Provided records section start

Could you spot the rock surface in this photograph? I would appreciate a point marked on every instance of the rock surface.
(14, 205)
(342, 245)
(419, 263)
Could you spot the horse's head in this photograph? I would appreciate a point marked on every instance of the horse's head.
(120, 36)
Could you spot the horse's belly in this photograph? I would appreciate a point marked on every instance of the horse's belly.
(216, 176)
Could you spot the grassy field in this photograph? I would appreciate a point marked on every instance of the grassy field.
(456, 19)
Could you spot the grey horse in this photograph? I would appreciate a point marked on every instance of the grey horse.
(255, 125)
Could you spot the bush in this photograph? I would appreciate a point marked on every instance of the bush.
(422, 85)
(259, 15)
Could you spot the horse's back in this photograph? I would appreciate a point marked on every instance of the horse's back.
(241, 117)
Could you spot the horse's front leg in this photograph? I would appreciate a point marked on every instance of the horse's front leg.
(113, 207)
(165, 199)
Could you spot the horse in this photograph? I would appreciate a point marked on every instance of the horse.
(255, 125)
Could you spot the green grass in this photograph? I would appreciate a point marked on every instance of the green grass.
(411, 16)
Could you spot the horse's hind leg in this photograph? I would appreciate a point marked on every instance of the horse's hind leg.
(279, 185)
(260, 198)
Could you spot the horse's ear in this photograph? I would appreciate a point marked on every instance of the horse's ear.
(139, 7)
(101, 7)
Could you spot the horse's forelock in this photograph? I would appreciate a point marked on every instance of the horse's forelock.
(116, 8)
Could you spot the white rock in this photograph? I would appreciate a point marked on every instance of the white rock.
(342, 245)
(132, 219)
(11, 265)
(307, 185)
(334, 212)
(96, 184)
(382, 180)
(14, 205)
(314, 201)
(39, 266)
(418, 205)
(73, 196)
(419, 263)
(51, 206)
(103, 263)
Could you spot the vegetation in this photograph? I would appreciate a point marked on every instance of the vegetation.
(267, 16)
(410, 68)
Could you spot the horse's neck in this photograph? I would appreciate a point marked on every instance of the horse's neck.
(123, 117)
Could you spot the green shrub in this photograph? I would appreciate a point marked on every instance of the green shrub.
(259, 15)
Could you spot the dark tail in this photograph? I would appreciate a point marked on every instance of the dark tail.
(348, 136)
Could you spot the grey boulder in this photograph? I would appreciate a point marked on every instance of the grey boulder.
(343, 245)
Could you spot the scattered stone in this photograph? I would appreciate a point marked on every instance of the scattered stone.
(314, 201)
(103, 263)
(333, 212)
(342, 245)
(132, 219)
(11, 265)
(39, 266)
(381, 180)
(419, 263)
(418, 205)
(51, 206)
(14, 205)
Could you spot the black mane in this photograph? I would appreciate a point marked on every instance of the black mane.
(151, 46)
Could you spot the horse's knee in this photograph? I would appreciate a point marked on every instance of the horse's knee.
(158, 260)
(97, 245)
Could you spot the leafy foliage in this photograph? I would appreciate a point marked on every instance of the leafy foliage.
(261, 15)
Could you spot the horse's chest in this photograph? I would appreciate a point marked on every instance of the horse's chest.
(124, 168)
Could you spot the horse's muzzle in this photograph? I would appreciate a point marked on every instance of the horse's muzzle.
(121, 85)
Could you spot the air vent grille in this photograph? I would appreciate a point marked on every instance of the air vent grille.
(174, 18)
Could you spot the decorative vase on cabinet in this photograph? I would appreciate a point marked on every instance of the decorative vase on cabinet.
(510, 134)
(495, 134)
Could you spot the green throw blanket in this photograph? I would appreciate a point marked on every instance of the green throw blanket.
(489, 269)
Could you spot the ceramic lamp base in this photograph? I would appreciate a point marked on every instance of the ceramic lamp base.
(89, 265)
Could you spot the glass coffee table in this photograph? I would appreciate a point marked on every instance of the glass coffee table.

Provided records section end

== What to produce ==
Restate each record exactly as written.

== Answer ==
Could you spot the rock surface in this photograph? I would appreciate a point marked on every instance of the rock surface.
(14, 205)
(342, 245)
(419, 263)
Could you spot the horse's head in this photograph? I would appreciate a point marked on every instance of the horse's head.
(120, 36)
Could you spot the horse's belly in this photograph? I would appreciate a point marked on every instance of the horse's belly.
(216, 176)
Could you spot the grassy field in this photograph? I would appreciate a point marked on every instance of the grassy field.
(456, 19)
Could you spot the grey horse in this photograph? I would appreciate a point marked on every instance of the grey horse.
(255, 125)
Could you spot the bush in this photograph? I would appreciate a point marked on every instance of the bush.
(422, 85)
(259, 15)
Could you spot the horse's back in this photograph? I would appreciate a point marked on every instance of the horse's back.
(241, 117)
Could you spot the horse's front leg in this photograph? I would appreciate a point marked on every instance of the horse's front leg.
(113, 207)
(165, 199)
Could you spot the horse in this photograph? I would appreciate a point marked on every instance of the horse.
(255, 125)
Could you spot the green grass in this photograph? I would appreciate a point marked on every instance of the green grass.
(411, 16)
Could you spot the horse's hind leg in this photograph? I would appreciate a point marked on every instance of the horse's hind leg.
(279, 185)
(260, 198)
Could you spot the horse's ear in this photograph? I would appreciate a point marked on every instance of the horse's ear.
(139, 7)
(101, 7)
Could you spot the horse's forelock in this photograph? I would appreciate a point marked on every instance of the horse's forelock.
(116, 8)
Could you spot the white rock in this photograph? I would appreciate a point marked on every instance of the white rock.
(342, 245)
(132, 219)
(11, 265)
(307, 185)
(334, 212)
(96, 184)
(382, 180)
(14, 205)
(314, 201)
(39, 266)
(418, 205)
(73, 196)
(419, 263)
(51, 206)
(103, 263)
Could you spot the vegetation in this photograph? I would appreciate a point marked on every instance of the vegetation.
(267, 16)
(410, 68)
Could you spot the horse's neck in this photograph? I would appreciate a point marked on every instance of the horse's neck.
(123, 117)
Could you spot the green shrub in this photograph? I would appreciate a point marked on every instance of the green shrub.
(259, 15)
Could you spot the dark tail in this photograph? I would appreciate a point marked on every instance of the dark tail.
(348, 136)
Could you spot the grey boulder in this photograph? I would appreciate a point marked on every instance of the grey boulder.
(343, 245)
Could you spot the scattered stone in this photograph? I would appreciate a point marked on every instance of the scattered stone.
(314, 201)
(103, 263)
(333, 212)
(342, 245)
(132, 219)
(11, 265)
(39, 266)
(381, 180)
(419, 263)
(418, 205)
(51, 206)
(14, 205)
Could you spot the black mane in this photograph? I would appreciate a point marked on every instance of the black mane.
(151, 46)
Could you spot the horse's knee in this photograph? I would appreciate a point marked on every instance of the horse's knee.
(158, 260)
(97, 245)
Could you spot the leafy foliage in this photograph? I would appreciate a point marked on every instance of the leafy foliage.
(261, 15)
Could you spot the horse's chest in this photograph? I would appreciate a point marked on every instance of the horse's chest.
(124, 168)
Could you spot the horse's muzzle in this photograph? I would appreciate a point marked on every instance of the horse's muzzle.
(121, 85)
Could you spot the air vent grille in this photograph? I would appreciate a point marked on every instance of the air vent grille.
(174, 18)
Could you spot the decorative vase on cabinet in this photograph? I would appreciate a point marked on every instance of the decorative vase on cabinet.
(510, 134)
(495, 134)
Could you spot the green throw blanket in this photograph? I would appreciate a point marked on every instance of the green throw blanket.
(489, 269)
Could you spot the ceramic lamp base in this photograph? I would appreciate a point marked on every instance of the ceramic lamp base.
(89, 265)
Could you spot the glass coffee table in this photograph? I would appreciate a point marked on every instance of the glass coffee table.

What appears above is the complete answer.